* Provided data *
begin

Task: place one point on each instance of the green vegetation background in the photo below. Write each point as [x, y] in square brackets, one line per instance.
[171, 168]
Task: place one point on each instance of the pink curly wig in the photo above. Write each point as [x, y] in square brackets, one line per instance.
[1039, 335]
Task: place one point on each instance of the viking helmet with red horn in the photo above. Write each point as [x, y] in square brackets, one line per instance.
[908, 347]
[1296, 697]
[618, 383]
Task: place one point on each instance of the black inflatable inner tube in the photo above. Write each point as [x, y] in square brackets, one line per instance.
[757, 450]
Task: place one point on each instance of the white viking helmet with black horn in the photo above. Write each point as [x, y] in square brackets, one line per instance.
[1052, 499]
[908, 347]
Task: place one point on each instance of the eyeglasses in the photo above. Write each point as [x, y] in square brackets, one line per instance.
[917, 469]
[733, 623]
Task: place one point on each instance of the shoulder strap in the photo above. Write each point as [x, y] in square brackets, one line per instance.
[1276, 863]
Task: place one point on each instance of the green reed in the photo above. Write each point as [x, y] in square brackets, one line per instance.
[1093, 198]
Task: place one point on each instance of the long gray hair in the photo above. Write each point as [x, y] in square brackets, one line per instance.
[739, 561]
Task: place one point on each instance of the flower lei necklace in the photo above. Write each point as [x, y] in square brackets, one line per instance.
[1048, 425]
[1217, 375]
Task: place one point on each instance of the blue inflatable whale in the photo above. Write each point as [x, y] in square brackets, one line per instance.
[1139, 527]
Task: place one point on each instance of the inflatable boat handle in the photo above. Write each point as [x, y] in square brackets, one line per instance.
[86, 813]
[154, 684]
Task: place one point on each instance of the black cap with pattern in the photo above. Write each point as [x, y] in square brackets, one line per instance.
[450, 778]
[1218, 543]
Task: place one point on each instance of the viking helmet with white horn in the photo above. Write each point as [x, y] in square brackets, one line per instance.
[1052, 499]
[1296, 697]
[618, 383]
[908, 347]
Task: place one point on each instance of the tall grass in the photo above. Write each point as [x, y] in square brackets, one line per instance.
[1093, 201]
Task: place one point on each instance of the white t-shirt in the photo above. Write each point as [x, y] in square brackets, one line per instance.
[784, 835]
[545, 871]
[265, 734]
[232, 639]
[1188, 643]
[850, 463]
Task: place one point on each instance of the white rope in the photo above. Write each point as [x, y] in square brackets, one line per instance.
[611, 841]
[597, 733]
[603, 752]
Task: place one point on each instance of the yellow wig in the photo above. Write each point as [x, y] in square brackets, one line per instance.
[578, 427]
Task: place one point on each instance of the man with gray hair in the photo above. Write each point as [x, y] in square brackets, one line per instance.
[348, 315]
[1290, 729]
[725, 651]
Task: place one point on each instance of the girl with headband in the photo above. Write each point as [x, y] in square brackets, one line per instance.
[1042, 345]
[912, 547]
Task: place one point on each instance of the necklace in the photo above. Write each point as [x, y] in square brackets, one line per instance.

end

* Exercise *
Copy all of the data above word for word, keeping every line in its original order.

* Response to the exercise *
Task: place one point on each instance of the green vegetation background in the photo below. Write each point as [x, y] in square brackets, one line per instance.
[171, 168]
Task: place one point on each instance of the pink curly wig in the photo above. Write each point as [x, y] in square brackets, one line per instance.
[1039, 335]
Task: place one point on each instance of the viking helmet with red horn in the photo above. Write each point as [x, y] in square brackets, one line per instance.
[908, 347]
[1296, 697]
[618, 383]
Task: place one point on each instance of the black inflatable inner tube in the photo above. Write each point as [x, y] in square brackets, one line per instance.
[757, 450]
Task: place one point on each instance of the white viking helmet with black horn in the photo above. Write each point as [x, y] in square brackets, one line per instance.
[1052, 499]
[908, 347]
Task: place one point on each instance of the eyeglasses in the photo above. Write each point as [x, y] in square brackets, one line per instance.
[917, 469]
[733, 623]
Task: place one point on each instance of the shoulder strap in the photo above. Write each point as [x, y] in square brackets, one line per instance.
[1276, 863]
Task: place one point on each instance of the green reed in the photo above. Write each point as [x, y] in square brackets, one line per instance.
[1093, 198]
Task: place one point on each instance of the long gray hair in the photo above. Write each point as [x, y] in square brackets, one line per instance.
[739, 561]
Task: place one point on each instance of the flower lei necklace in the photo above. Write each point as [x, y] in square brackets, one line per instance.
[1048, 425]
[1217, 375]
Task: place one point on each instance of the blue inflatable whale in the photo above. Write each point as [x, y] in square brackets, one line per instance.
[1139, 527]
Task: place one point on each instance of the inflatable boat handle in the photo above. Write each point as [x, y] in square brackets, one line per instance.
[86, 813]
[154, 684]
Task: place one point on each instance of the black cap with pattern in the photo above. Write each point as [x, y] in square brackets, one line per instance.
[450, 778]
[1218, 543]
Task: place one point on each instance of the viking helmet with white horn in the photo above. Write each point as [x, y] in square brackets, one line per instance.
[1052, 499]
[1296, 697]
[618, 383]
[908, 347]
Task: place one point on each instance of the tall grass in the photo above. Write each point as [x, y] in square brackets, one line per instance.
[1093, 201]
Task: place one point on each instance of the white t-shirt in the photo above. Write each point as [x, y] in square brackets, one line per instance.
[784, 835]
[545, 871]
[265, 734]
[232, 639]
[1188, 643]
[850, 463]
Task: place one point on each instance of the white rope in the photo above. Write each point as [x, y] in square brackets, one line per instance.
[611, 841]
[597, 733]
[603, 752]
Task: place one point on each instance of the yellow wig in the photo above. Write each point as [x, y] in square brackets, one line per instance.
[578, 427]
Task: place one point on each instance of the man with gray hair in the photo above. Write each point as [x, y] in square brackets, one line per instance.
[348, 315]
[1290, 729]
[725, 651]
Task: place one point on each instance of the girl with headband in the photo above. Write each point as [x, y] in square brackets, one line per instance.
[1042, 345]
[912, 547]
Task: place one point on each instance of the necklace in the photo above. Write each point as [x, y] in square brackets, one line per instance.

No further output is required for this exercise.